__GIVEN TASK__
Reproduce everything in the data below from the line containing "Objective — one point per instance of the red car" down to the line containing "Target: red car", with both of those lines included.

[Location identification entries]
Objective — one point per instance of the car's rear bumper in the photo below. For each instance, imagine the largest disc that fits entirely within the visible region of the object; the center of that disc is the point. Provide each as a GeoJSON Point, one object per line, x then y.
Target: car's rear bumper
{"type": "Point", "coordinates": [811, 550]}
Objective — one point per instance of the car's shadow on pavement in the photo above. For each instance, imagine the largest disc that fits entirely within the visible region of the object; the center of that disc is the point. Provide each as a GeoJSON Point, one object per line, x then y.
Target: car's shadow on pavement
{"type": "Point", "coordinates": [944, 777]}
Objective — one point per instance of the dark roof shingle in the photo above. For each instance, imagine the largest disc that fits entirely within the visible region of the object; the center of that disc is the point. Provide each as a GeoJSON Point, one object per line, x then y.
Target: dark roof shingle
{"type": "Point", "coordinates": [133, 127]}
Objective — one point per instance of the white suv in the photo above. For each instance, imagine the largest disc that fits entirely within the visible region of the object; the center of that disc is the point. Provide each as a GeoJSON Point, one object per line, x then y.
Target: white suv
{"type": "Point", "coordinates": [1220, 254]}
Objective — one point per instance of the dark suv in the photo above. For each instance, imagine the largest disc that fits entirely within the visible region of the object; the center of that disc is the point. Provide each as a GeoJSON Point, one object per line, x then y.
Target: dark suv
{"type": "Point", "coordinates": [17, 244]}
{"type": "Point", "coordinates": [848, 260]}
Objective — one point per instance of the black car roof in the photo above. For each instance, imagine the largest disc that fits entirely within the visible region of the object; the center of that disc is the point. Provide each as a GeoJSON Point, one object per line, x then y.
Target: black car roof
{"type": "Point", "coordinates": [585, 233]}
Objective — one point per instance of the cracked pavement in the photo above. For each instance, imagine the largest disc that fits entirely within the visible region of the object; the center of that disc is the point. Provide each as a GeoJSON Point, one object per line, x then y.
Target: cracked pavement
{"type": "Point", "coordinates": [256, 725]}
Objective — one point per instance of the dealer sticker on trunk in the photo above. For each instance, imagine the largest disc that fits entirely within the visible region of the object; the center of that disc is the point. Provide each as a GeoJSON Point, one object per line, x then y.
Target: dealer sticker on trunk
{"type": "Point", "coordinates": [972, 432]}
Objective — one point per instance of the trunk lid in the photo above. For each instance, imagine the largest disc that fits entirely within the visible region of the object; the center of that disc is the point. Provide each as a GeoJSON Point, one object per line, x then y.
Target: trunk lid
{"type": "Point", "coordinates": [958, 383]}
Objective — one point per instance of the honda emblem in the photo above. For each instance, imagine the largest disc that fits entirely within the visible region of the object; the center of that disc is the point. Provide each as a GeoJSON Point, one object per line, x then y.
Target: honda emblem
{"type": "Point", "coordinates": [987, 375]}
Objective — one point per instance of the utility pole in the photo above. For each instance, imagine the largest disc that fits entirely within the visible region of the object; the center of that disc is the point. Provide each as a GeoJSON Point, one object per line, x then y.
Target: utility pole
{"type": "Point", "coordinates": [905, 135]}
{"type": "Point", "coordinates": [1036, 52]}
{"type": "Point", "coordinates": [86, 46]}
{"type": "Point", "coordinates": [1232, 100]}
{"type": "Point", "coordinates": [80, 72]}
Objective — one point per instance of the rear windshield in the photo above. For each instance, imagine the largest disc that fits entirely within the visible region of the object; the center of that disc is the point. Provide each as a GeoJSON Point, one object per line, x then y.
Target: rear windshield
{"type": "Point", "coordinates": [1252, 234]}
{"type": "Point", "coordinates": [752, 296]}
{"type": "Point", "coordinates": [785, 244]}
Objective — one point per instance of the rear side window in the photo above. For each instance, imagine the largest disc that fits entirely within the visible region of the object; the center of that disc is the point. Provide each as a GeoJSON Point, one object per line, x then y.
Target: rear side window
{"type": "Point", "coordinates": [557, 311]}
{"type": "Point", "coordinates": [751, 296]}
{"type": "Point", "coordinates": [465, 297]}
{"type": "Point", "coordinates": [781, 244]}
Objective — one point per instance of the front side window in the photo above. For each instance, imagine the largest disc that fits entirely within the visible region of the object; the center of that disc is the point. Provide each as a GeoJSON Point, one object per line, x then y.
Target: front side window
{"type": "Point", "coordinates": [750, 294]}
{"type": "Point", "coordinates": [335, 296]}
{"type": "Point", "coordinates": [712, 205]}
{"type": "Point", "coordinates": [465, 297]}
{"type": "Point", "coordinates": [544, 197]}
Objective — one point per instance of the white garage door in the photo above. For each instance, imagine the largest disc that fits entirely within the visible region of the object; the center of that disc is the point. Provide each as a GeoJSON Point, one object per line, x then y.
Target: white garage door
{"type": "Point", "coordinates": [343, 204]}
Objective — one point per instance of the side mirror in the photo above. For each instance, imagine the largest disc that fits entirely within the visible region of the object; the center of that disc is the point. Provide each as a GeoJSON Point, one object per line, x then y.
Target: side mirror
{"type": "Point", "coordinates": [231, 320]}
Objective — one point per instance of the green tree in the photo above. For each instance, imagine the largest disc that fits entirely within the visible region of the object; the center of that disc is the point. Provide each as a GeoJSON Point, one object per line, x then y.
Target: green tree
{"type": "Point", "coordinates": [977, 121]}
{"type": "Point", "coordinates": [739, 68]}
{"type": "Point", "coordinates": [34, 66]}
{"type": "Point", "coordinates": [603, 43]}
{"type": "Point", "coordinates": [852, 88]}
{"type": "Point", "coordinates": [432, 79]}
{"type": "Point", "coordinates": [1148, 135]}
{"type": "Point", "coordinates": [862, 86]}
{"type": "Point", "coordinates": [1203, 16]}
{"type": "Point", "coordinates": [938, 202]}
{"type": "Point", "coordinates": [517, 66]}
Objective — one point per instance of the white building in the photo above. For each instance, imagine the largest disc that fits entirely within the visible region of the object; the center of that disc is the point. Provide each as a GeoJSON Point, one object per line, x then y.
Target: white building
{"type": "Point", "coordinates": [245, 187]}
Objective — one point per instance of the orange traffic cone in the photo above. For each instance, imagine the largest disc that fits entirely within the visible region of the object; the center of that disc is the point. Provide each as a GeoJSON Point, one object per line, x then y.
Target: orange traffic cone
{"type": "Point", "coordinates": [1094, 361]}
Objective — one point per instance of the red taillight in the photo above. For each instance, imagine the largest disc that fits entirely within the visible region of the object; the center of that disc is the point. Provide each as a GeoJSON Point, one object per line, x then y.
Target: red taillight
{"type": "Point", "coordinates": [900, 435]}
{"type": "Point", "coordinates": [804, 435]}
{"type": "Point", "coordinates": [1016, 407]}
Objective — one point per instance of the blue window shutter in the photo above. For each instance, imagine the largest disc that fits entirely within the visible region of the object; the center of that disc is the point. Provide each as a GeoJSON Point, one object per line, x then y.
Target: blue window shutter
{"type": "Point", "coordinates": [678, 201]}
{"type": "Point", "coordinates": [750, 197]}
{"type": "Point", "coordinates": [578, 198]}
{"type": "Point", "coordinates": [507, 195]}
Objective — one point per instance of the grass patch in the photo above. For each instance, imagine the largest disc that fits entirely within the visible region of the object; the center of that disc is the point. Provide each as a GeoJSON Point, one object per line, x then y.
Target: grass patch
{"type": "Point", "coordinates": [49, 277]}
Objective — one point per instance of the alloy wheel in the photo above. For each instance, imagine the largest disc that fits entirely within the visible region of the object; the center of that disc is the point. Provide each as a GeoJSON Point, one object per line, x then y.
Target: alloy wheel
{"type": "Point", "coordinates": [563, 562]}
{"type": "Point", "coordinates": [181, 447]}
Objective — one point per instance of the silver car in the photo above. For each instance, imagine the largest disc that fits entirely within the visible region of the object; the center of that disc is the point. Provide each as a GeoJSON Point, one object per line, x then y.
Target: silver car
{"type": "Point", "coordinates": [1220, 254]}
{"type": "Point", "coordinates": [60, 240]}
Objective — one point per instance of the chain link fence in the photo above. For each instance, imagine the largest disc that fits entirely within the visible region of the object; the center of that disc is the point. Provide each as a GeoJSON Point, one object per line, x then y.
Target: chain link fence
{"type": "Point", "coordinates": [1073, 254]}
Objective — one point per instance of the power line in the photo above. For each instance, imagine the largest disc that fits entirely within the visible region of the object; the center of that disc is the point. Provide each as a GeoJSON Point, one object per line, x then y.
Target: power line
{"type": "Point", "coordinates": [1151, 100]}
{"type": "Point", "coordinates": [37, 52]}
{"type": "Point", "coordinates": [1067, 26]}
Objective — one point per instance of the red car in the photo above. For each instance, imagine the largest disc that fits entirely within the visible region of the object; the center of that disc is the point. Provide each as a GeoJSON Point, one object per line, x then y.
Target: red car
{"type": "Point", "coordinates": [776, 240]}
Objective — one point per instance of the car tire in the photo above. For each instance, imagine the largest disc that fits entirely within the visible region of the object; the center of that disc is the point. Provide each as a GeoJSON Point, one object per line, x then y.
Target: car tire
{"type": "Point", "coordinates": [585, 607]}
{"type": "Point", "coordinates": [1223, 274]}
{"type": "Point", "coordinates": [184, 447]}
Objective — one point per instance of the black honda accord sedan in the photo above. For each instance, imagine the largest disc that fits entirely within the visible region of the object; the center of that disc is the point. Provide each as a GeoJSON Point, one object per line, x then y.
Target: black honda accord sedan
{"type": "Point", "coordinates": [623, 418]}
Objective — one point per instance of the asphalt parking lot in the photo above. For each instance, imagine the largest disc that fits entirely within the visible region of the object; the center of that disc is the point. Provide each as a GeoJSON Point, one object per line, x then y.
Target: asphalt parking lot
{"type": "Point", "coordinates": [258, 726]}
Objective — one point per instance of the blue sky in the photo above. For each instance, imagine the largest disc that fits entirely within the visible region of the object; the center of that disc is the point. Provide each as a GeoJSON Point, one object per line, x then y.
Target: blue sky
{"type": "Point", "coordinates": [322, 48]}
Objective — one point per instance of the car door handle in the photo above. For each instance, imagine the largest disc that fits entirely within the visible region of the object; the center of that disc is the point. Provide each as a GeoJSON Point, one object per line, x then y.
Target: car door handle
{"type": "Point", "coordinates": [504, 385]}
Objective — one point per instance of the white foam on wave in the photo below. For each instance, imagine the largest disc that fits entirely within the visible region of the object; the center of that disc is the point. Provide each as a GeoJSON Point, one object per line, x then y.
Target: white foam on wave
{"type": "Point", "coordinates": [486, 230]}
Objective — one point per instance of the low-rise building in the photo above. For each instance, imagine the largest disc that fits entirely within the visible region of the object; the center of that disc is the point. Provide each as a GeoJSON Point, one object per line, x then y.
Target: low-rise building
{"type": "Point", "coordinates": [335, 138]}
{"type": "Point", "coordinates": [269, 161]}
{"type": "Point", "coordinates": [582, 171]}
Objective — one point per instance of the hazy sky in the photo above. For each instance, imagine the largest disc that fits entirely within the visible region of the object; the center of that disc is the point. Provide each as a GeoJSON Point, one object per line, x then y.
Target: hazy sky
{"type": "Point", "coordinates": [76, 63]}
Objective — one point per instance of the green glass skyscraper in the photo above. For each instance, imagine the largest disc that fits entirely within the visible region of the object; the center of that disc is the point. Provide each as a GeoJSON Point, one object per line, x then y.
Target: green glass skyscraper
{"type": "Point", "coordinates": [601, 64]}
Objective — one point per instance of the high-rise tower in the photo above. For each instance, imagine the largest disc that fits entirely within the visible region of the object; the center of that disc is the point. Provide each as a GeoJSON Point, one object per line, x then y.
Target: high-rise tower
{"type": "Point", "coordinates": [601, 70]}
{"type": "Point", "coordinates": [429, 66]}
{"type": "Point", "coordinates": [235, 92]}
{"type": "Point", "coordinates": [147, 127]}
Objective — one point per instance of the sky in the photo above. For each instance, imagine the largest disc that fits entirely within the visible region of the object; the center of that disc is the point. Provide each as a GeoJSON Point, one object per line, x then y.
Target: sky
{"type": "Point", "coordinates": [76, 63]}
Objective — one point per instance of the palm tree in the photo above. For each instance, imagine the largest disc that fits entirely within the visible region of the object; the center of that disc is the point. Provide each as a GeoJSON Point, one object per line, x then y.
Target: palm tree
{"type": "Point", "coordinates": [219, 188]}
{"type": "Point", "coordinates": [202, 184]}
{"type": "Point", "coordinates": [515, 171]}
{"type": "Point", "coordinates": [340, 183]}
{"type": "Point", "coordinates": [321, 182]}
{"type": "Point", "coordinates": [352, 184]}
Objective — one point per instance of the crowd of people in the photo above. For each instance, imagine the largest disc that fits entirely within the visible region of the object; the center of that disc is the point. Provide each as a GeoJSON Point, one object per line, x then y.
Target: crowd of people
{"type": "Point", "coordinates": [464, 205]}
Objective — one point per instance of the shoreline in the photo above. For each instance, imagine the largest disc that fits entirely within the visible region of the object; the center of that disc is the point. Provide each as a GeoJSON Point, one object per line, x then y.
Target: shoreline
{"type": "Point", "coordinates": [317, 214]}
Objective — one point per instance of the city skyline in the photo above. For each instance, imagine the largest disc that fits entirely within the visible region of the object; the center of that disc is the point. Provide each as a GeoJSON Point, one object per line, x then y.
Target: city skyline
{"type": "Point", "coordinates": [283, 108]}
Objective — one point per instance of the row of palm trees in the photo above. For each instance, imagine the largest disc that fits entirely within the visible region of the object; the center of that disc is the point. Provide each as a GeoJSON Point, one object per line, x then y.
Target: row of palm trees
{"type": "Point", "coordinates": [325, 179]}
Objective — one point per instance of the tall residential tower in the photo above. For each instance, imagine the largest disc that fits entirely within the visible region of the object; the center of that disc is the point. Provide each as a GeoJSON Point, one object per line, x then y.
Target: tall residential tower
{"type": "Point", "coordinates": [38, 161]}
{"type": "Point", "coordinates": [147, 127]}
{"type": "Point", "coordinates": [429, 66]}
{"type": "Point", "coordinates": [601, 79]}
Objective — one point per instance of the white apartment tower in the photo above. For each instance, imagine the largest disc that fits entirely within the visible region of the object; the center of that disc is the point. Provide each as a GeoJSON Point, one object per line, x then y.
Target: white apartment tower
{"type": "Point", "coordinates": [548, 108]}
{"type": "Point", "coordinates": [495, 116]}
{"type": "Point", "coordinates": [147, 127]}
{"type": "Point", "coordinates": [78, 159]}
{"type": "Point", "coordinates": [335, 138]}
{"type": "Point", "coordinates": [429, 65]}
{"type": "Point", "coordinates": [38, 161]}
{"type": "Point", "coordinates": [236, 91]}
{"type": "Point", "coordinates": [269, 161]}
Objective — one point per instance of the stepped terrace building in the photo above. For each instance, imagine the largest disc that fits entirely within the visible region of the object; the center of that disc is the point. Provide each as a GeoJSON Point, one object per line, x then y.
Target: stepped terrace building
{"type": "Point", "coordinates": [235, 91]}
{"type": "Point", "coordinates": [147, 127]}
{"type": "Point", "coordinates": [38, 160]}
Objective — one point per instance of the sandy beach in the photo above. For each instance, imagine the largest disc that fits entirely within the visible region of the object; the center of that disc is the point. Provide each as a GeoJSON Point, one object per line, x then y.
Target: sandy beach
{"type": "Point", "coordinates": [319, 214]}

__EXERCISE RESULT__
Objective — one point per instance of the red car in the photo above. For each instance, imagine the largest disc that fits entirely within the visible region of the object; the center of that disc is the point. Provide each as a GeoJSON Point, one object per line, x then y.
Target: red car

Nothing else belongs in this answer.